SHORT PROBLEM = Take all the material and copy it exactly.

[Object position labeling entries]
---*---
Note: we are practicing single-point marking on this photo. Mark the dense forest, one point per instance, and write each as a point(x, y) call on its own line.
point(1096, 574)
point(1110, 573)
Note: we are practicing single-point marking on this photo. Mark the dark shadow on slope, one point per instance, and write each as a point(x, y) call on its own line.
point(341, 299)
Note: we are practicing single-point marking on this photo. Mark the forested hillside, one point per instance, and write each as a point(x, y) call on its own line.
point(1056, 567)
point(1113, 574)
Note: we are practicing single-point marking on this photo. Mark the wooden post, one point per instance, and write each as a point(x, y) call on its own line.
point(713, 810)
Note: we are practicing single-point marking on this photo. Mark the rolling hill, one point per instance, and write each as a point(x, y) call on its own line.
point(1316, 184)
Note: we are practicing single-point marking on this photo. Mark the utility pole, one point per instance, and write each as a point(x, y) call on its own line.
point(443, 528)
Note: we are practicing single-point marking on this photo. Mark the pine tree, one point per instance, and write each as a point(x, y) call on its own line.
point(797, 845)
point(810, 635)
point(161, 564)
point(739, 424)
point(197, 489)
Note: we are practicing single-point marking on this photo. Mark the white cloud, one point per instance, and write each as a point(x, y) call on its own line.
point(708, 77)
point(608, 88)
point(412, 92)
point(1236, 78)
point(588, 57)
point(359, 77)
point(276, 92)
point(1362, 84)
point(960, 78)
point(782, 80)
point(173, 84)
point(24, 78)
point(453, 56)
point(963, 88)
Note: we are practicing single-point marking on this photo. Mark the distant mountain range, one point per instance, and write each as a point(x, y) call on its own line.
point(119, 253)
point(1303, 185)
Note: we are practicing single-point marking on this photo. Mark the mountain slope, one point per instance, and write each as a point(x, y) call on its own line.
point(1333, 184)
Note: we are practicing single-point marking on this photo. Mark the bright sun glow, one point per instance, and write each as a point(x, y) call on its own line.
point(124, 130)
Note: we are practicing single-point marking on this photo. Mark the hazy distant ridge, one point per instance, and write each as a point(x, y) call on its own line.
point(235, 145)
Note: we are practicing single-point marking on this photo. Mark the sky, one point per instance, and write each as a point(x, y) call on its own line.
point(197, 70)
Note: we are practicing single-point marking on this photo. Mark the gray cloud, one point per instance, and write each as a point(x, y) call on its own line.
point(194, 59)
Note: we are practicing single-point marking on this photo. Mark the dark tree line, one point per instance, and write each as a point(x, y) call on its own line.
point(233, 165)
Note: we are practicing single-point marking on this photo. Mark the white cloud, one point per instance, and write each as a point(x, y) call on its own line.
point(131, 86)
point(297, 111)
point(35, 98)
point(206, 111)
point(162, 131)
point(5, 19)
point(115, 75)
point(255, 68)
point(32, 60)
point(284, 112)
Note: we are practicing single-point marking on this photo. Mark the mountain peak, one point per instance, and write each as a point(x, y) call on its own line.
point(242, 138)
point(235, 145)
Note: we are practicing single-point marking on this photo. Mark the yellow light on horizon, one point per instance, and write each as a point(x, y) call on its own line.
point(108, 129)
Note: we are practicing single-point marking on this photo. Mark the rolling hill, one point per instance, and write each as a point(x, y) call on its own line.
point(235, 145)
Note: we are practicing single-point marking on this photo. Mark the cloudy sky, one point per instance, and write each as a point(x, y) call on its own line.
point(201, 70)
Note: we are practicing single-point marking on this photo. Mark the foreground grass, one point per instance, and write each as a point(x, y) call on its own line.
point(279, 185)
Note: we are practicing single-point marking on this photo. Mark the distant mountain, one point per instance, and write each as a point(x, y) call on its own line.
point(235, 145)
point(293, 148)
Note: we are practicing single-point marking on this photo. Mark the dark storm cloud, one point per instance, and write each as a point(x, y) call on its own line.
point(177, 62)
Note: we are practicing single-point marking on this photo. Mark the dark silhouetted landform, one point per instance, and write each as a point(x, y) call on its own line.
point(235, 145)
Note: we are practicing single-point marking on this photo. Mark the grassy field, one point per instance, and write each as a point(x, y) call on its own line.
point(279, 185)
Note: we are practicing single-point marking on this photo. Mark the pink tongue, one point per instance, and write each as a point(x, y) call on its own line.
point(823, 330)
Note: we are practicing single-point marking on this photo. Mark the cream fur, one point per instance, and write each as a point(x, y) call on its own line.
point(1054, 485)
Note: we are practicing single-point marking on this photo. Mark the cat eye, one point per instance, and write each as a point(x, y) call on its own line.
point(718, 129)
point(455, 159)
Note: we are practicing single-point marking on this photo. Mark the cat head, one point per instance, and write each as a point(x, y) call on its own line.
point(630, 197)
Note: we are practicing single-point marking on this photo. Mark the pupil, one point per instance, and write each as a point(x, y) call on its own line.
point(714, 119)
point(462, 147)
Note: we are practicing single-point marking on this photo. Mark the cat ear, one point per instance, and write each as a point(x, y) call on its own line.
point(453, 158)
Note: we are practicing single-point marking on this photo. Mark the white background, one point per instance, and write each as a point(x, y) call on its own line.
---*---
SOLUTION =
Note: we are practicing single-point marking on this photo. Mark the dense forest, one point per instance, and write each as a point(x, y) call on its own line.
point(1096, 574)
point(1110, 573)
Note: we are practicing single-point marking on this photo. Mark the dark shadow on slope, one point per instance, and write each as a point(x, y) call on its own line.
point(341, 299)
Note: we are practicing single-point marking on this photo. Mark the forested hillside, one point per instance, and write each as a point(x, y) call on its own line.
point(1056, 567)
point(1113, 574)
Note: we are practicing single-point marking on this photo. Mark the wooden post, one point per instance, and write each as a point(x, y) call on its own line.
point(713, 810)
Note: we are practicing single-point marking on this photo. Mark the rolling hill, one point per instance, and write each as a point(x, y) call on its own line.
point(1316, 184)
Note: we are practicing single-point marking on this photo. Mark the utility pole, one point per instance, and write each as a point(x, y) call on its own line.
point(443, 528)
Note: we are practicing single-point marking on this photo. Mark the pine tree, one point per instance, and write each as a point(x, y) call on its own line.
point(797, 845)
point(810, 635)
point(161, 564)
point(739, 424)
point(197, 489)
Note: we are practicing single-point marking on this photo. Mark the white cloud, one point per instance, and write each as a point(x, y) call on its own line.
point(708, 77)
point(608, 88)
point(412, 92)
point(1236, 78)
point(588, 57)
point(359, 77)
point(276, 92)
point(1362, 84)
point(960, 78)
point(782, 80)
point(173, 84)
point(24, 78)
point(453, 56)
point(963, 88)
Note: we are practicing single-point marking on this photo. Mark the distant mountain range, one point per instance, and write each as a point(x, y) call on its own line.
point(119, 253)
point(1303, 185)
Note: we are practicing single-point marking on this photo. Mark the mountain slope, one point per instance, and write each as a point(x, y) call on its own line.
point(1333, 184)
Note: we are practicing single-point marking on this photo. Mark the bright sun glow, one point per instance, and write each as a point(x, y) call on its own line.
point(124, 130)
Note: we are practicing single-point marking on this photo. Mark the hazy distant ridge, one point per instance, and write each as a point(x, y) call on its own line.
point(235, 145)
Note: we are practicing single-point marking on this photo. Mark the sky, one point per instance, and write each as a point(x, y) call on its own line.
point(197, 70)
Note: we are practicing single-point marking on this photo. Mark the gray cloud, one point per instance, and write each as a point(x, y) call on its own line.
point(194, 59)
Note: we are practicing single-point marking on this photo. Mark the dark tree line, one point per instance, and write each as a point(x, y) call on its own line.
point(233, 165)
Note: we are practicing single-point marking on this photo. Mark the white cloud, one point per instance, and write each as a point(x, y) call on its own line.
point(131, 86)
point(297, 111)
point(35, 98)
point(206, 111)
point(162, 131)
point(5, 19)
point(115, 75)
point(255, 68)
point(32, 60)
point(284, 112)
Note: we are practicing single-point marking on this photo. Mark the mountain peak, one point per instance, and write each as a point(x, y) call on its own line.
point(242, 138)
point(235, 145)
Note: we are practicing single-point marking on this photo. Mark the yellow light on horizon, one point per instance, and write each as a point(x, y) call on its own line.
point(108, 129)
Note: we are practicing single-point marking on this photo. Mark the rolling hill, one point per instance, and write each as a point(x, y) call on its own line.
point(235, 145)
Note: we are practicing single-point marking on this photo. Mark the cloudy sky, one point per instance, and write each as a point(x, y) call on its own line.
point(201, 70)
Note: we are practicing single-point marking on this photo. Mark the foreground grass, one point per instance, and write each as a point(x, y) call on its own line.
point(279, 185)
Note: we are practicing single-point marking on this photo. Mark the distant mountain, one point per instance, and write each as a point(x, y) call on its own line.
point(235, 145)
point(293, 148)
Note: we are practicing single-point marking on this photo. Mark the dark storm cloud, one point per instance, and write each as a point(x, y) call on its own line.
point(177, 62)
Note: we are practicing single-point marking on this photo. Mark the dark silhouetted landform, one point per instance, and write each as a point(x, y) call on its own line.
point(235, 145)
Note: we are practicing single-point marking on this photo. Mark the grassy field, one point per instance, and write each as a point(x, y) call on its own line.
point(279, 185)
Note: we are practicing single-point marking on this photo. Mark the pink tongue, one point per instance, and write each as a point(x, y) call on its own line.
point(823, 330)
Note: we are practicing single-point marking on this photo. Mark the cream fur, one point per instance, and write each as a point(x, y) call on its own line.
point(1054, 485)
Note: we are practicing single-point marking on this photo. Mark the cat eye, one point per instance, and write each as a point(x, y) call on its own line.
point(718, 129)
point(455, 159)
Note: we are practicing single-point marking on this photo. Mark the cat head, one point per instance, and write each as a point(x, y) call on its own line.
point(630, 197)
Note: we are practicing single-point marking on this photo. Mark the pupil, one point per instance, and write each as a point(x, y) call on its own line.
point(714, 119)
point(462, 147)
Note: we are practicing single-point marking on this photo. Mark the cat ear, one point per instance, and write each as a point(x, y) call on its own line.
point(453, 158)
Note: we are practicing single-point marking on this photo. Mark the white background, one point per instance, and write each as a point(x, y) call on its own line.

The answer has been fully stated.